* _Work order_:
For each statement, say yes or no to whether it agrees with the passage on PEM injuries, and quote the words from the passage that decide it. 1. Daniel Somers was an Iraq war veteran who took his own life on June 10, 2013. 2. Fewer active duty military took their own lives in 2012 than were killed in combat. 3. The passage treats PEM injuries as mental illness rather than as combat wounds.

* _Selected passage_:
Before taking his own life on June 10, 2013, Iraq war veteran Daniel Somers wrote in a suicide note,
“Is it any wonder then that the latest figures show 22 veterans killing themselves each day? That is more veterans than children killed at Sandy Hook, every single day . . . Where are the huge policy initiatives? Why isn’t the president standing with those families at the state of the union? Perhaps because we were not killed by a single lunatic, but rather by his own system of dehumanization, neglect, and indifference.”
Despite the Pentagon’s recent claim to the contrary, Somers and many, probably most, of the 22 veterans who commit suicide every day and the 325 active duty military who took their own lives in 2012 (more than the number killed in combat) suffer from PEM Injuries.
Awarding PEM injured veterans the Purple Heart will prove an effective first step in recognizing such injuries as combat wounds (not as mental illness), that they are real, serious, and life threatening, that PEM injured veterans are not cowards, whiners, lesser or weaker soldiers, and no different from the victims of say an Improvised Explosive Device or a gunshot wound. It will end an era, a Pattonesque mindset, tragically still prevalent today even among veterans and members of the military, of explicit or implicit insensitivity, prejudice, and ignorance regarding the nature, validity, reality, and seriousness of PEM injuries. Further it will recognize and honor those who have sacrificed their psychological, emotional, and moral well being in combat in behalf of their nation. Most importantly, it will begin the process of eliminating the stigma of PEM injuries and hopefully motivate veterans to seek help rather than refuge and escape in alcohol, drug abuse, and suicide.

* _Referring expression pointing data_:
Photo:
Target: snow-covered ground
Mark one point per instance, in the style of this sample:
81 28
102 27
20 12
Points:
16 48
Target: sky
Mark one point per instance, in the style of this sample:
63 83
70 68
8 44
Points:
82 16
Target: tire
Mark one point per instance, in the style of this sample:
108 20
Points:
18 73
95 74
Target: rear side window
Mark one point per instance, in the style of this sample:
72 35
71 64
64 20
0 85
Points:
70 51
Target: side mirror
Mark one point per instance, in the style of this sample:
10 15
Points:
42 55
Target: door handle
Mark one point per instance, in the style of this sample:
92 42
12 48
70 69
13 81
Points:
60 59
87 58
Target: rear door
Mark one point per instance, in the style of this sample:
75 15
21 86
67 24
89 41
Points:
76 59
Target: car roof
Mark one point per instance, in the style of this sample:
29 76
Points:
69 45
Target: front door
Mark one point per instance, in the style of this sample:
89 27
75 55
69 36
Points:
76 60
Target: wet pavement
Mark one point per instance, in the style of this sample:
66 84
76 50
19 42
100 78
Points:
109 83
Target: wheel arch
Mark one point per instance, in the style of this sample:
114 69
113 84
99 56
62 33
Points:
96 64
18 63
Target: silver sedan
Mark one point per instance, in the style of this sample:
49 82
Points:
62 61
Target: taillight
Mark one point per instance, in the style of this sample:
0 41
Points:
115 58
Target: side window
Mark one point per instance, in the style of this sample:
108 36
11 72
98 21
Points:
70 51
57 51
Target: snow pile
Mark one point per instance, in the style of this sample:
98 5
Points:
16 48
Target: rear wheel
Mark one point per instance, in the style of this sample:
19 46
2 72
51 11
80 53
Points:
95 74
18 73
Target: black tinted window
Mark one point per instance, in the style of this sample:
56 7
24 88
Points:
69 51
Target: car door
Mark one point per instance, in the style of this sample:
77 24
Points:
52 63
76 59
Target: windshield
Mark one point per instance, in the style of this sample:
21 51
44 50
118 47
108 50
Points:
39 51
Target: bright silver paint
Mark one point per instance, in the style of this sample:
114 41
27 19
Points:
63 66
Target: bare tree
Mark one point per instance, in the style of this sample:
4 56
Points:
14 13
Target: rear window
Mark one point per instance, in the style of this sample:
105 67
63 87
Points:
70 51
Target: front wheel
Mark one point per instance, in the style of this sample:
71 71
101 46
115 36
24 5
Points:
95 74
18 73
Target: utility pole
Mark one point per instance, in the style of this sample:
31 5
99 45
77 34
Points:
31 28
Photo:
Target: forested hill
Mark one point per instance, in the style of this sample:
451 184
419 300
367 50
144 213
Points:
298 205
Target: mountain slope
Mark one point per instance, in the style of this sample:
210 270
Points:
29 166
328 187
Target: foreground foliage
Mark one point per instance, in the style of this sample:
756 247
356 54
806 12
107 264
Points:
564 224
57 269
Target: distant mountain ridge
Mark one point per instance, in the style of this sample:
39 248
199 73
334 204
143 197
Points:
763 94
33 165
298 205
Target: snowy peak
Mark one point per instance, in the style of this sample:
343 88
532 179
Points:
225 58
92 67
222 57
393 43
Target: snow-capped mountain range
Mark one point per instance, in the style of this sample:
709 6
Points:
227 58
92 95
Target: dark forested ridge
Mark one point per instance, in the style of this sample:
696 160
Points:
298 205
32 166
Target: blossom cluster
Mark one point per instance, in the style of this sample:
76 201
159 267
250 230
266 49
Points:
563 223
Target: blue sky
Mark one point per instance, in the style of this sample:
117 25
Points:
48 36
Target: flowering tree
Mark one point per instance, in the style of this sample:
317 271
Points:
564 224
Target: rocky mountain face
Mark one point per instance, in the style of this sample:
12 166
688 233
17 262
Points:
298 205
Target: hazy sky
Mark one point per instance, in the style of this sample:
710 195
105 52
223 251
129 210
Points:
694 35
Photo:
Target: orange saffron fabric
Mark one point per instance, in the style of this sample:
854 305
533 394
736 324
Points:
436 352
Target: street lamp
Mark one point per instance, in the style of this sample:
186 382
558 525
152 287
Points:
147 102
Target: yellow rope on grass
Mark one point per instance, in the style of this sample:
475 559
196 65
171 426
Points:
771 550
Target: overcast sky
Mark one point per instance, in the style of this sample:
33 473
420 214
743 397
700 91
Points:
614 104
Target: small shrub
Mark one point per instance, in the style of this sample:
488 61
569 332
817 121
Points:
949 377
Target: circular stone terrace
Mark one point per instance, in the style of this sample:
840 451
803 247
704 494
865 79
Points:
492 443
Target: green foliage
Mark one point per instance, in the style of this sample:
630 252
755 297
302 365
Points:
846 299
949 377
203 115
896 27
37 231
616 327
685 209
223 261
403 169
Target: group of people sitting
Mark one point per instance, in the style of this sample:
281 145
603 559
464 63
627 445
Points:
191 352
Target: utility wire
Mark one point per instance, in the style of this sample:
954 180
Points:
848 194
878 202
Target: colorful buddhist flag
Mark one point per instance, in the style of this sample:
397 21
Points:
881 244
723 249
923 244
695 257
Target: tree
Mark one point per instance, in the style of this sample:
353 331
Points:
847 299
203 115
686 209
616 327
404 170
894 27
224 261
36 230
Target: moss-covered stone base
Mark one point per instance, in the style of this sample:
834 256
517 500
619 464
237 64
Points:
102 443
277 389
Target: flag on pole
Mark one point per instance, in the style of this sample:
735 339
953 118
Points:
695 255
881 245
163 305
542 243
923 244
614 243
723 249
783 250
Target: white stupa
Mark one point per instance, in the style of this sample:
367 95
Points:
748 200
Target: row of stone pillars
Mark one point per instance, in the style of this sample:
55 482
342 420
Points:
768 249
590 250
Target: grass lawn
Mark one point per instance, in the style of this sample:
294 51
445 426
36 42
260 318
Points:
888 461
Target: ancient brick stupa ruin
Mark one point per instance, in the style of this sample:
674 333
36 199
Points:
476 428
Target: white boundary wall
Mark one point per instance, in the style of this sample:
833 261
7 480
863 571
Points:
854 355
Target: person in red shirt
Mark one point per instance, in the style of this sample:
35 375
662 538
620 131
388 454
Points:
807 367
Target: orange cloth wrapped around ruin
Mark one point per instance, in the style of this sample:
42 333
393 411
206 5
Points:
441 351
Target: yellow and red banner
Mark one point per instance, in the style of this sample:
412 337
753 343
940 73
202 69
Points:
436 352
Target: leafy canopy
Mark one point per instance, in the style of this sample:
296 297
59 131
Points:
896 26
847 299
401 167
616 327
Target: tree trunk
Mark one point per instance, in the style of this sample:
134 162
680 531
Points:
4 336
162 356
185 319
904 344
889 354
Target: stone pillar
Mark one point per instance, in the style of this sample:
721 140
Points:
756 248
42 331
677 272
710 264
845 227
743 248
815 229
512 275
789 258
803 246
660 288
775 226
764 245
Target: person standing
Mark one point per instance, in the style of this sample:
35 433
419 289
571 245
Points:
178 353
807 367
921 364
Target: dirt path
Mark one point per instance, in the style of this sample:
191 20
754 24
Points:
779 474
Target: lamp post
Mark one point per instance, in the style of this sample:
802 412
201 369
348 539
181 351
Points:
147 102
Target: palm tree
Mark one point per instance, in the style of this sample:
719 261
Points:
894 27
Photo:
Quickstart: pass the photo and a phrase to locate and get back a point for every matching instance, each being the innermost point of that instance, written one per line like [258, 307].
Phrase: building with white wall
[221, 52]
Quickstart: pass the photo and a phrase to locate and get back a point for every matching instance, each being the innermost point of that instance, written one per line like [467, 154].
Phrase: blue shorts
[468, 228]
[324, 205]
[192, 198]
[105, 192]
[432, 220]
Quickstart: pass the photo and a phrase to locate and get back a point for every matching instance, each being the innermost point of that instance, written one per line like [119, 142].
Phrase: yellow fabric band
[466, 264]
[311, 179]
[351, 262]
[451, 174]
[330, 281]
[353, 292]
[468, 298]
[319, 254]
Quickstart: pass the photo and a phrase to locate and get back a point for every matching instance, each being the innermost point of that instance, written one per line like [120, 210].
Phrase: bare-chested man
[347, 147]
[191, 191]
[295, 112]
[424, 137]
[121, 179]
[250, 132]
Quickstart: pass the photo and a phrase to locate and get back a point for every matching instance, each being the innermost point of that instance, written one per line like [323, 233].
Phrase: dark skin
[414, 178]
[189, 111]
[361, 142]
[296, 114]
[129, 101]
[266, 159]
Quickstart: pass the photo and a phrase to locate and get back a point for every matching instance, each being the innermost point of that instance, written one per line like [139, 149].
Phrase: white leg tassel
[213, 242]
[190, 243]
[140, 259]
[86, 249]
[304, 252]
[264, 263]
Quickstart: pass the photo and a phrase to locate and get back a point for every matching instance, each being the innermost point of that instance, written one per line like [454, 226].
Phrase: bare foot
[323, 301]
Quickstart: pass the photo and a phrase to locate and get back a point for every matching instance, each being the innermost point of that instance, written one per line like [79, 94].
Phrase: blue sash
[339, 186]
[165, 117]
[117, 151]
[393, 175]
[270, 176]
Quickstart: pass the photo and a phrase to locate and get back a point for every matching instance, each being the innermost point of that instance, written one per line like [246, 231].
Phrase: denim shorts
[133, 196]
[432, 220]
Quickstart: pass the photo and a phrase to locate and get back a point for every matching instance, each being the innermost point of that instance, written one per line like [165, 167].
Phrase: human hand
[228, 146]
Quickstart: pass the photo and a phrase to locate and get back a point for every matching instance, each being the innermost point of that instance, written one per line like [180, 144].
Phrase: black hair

* _Response_:
1. Yes: "Before taking his own life on June 10, 2013, Iraq war veteran Daniel Somers"
2. No: "the 325 active duty military who took their own lives in 2012 (more than the number killed in combat)"
3. No: "recognizing such injuries as combat wounds (not as mental illness)"